#### EXERCISE BRIEF:
Copy, from the entries below, each line in which the string "christmas" appears.

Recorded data
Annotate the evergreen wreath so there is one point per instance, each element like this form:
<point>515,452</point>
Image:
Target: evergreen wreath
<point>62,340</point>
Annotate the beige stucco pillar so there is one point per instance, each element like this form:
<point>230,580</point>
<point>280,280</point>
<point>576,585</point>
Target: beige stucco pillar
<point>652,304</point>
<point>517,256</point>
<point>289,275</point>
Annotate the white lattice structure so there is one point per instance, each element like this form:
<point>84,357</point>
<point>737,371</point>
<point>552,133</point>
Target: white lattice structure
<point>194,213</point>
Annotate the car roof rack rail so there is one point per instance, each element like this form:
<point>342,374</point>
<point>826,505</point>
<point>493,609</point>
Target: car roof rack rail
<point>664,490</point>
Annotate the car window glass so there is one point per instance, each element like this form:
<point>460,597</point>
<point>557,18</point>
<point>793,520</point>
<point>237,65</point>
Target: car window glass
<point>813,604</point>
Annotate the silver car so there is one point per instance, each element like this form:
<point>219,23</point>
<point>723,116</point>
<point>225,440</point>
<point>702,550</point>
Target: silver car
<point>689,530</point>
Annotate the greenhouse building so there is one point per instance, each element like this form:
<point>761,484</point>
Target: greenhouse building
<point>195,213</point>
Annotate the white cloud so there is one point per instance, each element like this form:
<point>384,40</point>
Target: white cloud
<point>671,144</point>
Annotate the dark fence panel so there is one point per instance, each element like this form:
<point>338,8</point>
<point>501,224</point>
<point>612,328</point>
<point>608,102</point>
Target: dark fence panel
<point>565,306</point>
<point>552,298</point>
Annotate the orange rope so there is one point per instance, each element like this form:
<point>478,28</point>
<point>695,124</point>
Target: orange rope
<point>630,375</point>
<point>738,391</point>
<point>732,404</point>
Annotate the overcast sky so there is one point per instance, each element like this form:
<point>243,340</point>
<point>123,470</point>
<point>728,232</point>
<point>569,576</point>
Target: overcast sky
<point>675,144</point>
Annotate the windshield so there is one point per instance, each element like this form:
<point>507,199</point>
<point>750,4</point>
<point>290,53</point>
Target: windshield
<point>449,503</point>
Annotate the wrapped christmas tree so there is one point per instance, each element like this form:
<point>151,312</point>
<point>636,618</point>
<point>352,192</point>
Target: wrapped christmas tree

#### WRITTEN SOLUTION:
Annotate the wrapped christmas tree so there is one point per instance, each element like this form:
Target: wrapped christmas tree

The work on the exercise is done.